▶ [Given instruction] Print only the line with "For every instance of the pupil" and the lines after it, ending with the last line of the material, each exactly as it stands.

** begin Provided information **

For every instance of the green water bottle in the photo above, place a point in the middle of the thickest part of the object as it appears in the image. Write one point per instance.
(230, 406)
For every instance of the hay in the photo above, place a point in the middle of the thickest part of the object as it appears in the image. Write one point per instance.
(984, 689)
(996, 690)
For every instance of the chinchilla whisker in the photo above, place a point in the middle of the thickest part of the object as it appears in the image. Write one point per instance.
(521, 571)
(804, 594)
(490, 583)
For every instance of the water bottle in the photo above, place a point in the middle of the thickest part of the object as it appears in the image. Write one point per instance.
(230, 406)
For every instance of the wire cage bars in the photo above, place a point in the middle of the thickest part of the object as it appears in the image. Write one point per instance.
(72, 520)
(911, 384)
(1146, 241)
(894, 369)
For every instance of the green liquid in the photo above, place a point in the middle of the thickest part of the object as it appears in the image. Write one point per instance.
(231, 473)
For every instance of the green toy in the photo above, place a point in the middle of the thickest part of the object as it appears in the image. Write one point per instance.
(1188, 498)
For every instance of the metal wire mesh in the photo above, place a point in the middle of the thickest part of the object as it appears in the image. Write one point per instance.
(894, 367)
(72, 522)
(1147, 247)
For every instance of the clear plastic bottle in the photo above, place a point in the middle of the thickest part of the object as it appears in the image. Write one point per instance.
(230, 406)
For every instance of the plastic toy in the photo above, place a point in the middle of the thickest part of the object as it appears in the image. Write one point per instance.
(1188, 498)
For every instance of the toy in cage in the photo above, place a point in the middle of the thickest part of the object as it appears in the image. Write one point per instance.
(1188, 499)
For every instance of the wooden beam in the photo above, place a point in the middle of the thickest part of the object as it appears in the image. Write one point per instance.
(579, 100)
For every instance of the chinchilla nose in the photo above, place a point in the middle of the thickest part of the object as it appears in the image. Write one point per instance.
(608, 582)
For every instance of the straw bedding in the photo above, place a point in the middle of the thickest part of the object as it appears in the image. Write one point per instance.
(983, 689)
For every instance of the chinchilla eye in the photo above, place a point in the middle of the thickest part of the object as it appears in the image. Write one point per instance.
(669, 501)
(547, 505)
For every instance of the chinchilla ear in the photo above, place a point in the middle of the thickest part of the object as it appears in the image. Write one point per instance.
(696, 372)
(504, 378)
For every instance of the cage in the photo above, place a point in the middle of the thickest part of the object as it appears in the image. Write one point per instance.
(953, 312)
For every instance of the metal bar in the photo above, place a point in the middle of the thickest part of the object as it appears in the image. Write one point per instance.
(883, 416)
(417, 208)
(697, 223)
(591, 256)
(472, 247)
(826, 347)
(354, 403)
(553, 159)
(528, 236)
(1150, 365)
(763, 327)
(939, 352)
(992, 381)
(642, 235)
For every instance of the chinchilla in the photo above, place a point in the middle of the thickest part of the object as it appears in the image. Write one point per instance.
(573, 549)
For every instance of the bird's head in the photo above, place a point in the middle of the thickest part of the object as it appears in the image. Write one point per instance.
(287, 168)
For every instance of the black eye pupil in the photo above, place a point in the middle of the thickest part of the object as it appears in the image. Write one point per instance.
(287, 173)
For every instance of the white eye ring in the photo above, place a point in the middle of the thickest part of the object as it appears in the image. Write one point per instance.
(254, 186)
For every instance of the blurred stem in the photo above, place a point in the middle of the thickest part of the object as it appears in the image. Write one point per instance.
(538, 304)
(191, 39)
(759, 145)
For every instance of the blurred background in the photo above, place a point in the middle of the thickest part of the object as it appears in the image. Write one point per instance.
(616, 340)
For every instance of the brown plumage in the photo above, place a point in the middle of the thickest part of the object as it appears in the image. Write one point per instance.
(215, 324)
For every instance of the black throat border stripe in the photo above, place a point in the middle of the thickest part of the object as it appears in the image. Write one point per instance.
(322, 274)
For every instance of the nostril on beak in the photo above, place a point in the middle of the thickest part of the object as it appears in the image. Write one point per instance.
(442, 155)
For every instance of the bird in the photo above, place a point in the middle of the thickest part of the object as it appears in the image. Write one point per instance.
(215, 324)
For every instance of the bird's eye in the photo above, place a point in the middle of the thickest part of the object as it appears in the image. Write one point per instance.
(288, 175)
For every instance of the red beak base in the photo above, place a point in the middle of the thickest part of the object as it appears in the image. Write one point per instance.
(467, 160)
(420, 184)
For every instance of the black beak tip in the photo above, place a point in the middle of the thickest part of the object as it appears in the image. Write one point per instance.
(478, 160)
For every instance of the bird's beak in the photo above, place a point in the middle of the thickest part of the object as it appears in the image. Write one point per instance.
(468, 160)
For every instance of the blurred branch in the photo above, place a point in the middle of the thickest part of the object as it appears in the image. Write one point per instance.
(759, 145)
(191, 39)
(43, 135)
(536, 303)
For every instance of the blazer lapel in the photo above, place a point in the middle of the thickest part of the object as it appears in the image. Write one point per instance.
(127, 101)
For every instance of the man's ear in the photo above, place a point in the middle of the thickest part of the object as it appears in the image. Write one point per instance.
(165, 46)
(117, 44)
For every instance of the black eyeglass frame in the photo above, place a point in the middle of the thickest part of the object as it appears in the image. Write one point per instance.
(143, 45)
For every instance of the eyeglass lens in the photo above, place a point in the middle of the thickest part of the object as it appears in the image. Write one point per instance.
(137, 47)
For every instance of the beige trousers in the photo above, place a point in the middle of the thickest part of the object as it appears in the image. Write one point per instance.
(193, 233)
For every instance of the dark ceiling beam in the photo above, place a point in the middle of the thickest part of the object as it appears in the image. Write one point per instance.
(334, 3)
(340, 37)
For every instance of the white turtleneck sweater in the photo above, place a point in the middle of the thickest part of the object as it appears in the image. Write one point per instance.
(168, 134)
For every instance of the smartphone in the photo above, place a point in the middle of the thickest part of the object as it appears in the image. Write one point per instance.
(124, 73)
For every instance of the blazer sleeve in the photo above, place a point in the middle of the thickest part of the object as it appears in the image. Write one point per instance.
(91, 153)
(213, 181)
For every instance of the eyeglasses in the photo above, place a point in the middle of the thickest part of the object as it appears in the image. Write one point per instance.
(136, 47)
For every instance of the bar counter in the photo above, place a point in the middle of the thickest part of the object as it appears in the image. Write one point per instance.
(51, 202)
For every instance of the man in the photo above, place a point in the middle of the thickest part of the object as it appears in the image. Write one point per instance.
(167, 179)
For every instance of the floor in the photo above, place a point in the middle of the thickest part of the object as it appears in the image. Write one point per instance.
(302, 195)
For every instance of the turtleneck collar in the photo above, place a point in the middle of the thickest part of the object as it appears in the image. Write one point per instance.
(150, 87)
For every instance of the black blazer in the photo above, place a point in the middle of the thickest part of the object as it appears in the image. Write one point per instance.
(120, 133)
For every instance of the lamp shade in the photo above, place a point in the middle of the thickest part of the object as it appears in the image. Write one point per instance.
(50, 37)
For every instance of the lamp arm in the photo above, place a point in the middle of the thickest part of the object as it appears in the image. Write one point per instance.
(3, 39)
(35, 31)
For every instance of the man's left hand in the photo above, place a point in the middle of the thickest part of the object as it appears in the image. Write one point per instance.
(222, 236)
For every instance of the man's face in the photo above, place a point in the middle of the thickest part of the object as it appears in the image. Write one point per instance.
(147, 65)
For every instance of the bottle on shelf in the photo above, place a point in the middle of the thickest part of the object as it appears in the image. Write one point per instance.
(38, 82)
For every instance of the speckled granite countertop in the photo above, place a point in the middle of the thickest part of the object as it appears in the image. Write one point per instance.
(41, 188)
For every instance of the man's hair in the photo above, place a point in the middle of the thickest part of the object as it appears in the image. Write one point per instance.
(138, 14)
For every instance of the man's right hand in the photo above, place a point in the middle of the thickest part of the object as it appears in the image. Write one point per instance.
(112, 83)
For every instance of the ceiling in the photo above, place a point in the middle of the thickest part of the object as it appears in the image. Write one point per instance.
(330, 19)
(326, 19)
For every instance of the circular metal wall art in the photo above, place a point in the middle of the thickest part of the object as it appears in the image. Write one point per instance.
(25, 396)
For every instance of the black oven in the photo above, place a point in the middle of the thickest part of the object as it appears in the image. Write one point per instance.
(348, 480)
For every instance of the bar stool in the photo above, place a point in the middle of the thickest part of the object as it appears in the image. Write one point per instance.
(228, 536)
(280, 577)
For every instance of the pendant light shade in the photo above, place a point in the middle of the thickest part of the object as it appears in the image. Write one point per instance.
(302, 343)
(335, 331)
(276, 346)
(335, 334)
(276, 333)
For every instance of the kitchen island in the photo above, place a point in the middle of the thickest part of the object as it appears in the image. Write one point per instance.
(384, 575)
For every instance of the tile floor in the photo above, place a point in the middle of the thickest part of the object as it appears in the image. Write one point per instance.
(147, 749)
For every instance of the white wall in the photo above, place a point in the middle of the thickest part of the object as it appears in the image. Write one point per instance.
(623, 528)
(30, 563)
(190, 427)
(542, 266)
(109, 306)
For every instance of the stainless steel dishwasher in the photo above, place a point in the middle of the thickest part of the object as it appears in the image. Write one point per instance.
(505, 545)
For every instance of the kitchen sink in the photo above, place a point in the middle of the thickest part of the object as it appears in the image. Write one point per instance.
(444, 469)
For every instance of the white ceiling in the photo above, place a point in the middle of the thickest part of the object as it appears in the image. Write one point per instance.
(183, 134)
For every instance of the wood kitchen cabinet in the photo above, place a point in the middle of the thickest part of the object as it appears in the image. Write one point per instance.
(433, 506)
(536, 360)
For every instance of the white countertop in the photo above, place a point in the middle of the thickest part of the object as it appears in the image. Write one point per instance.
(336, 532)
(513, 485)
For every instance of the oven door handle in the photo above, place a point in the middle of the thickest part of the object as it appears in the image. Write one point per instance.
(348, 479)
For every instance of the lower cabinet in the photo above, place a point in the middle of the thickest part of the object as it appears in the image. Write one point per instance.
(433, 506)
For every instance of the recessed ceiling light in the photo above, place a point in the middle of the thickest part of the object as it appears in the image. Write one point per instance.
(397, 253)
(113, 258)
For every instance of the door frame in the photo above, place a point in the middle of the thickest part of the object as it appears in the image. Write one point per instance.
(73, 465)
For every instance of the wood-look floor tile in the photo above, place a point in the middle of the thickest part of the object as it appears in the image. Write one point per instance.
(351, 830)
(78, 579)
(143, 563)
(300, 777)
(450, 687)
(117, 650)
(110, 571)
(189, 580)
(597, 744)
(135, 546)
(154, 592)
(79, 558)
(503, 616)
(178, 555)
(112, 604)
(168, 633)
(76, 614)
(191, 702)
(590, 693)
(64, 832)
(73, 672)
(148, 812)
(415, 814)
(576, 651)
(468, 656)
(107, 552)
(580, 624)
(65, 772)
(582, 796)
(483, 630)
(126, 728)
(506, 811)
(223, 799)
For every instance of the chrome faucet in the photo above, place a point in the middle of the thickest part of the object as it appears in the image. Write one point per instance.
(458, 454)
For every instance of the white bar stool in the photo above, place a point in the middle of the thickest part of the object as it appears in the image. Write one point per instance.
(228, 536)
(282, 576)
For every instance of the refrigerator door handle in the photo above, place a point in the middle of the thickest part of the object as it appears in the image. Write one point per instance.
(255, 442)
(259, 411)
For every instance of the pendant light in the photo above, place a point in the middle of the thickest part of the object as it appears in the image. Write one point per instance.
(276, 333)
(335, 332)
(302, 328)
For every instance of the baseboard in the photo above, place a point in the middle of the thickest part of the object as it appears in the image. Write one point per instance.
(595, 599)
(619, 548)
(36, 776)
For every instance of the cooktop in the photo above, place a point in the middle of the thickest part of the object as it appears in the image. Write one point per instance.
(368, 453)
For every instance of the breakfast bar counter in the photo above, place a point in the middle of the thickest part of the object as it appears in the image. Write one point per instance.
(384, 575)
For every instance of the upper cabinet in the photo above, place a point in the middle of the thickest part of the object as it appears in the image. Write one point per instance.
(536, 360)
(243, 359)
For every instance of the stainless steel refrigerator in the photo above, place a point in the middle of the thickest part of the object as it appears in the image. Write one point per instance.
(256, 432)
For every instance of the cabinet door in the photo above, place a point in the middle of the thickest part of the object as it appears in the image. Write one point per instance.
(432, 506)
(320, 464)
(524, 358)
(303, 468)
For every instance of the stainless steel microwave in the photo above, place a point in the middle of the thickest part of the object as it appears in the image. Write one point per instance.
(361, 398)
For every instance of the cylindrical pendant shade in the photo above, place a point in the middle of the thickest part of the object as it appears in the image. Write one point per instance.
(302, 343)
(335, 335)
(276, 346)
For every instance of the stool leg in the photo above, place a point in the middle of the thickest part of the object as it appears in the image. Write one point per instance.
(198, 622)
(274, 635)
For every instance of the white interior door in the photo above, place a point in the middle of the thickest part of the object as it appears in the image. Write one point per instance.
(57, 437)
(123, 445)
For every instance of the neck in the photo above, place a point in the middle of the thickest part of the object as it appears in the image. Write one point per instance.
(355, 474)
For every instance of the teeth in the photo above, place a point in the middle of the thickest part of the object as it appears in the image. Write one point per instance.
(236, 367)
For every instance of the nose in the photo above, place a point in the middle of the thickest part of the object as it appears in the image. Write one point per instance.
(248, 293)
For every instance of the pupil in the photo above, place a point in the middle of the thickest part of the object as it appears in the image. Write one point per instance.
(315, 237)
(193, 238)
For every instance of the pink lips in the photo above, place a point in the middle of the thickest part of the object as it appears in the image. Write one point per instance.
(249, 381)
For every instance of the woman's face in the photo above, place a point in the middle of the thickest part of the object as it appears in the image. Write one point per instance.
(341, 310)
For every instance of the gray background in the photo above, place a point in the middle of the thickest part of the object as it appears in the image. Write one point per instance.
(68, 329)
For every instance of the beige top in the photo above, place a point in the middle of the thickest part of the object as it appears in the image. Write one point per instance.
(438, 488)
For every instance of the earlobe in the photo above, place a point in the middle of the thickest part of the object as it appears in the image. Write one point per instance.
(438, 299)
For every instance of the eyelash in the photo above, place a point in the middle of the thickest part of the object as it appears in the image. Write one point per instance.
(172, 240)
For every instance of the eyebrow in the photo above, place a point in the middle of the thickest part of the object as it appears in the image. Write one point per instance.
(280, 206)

** end Provided information **

▶ [Response]
For every instance of the pupil in the photo above, place a point in the middle of the thickest part of the object as it appears in the image. Write one point per instance.
(315, 237)
(193, 238)
For every instance of the pink lips in the photo above, place a point in the middle of the thickest part of the object as it appears in the image. Write one point per instance.
(249, 381)
For every instance of the woman's face in the photo above, place a point in the middle of the thickest part of the object as it appears in the image. Write one point per instance.
(341, 310)
For every instance of the gray background in the photo above, place a point in the middle of the thickest part of the object as it appears in the image. Write one point per instance.
(68, 329)
For every instance of the beige top in the photo above, place a point in the middle of the thickest part of the object as it appears in the image. Write one point per instance.
(438, 488)
For every instance of the earlobe in the photo above, place a point in the middle of the thickest part of the object as it appears in the image. Write one point per instance.
(438, 299)
For every instance of the eyelash in the photo above, place a point in the middle of the thickest part of the object as it appears in the image. Write one point per instance.
(172, 240)
For every instance of the eyebrow in the photo above, place a point in the middle of the thickest part of the object as it appears in the image. Write one point per instance.
(280, 206)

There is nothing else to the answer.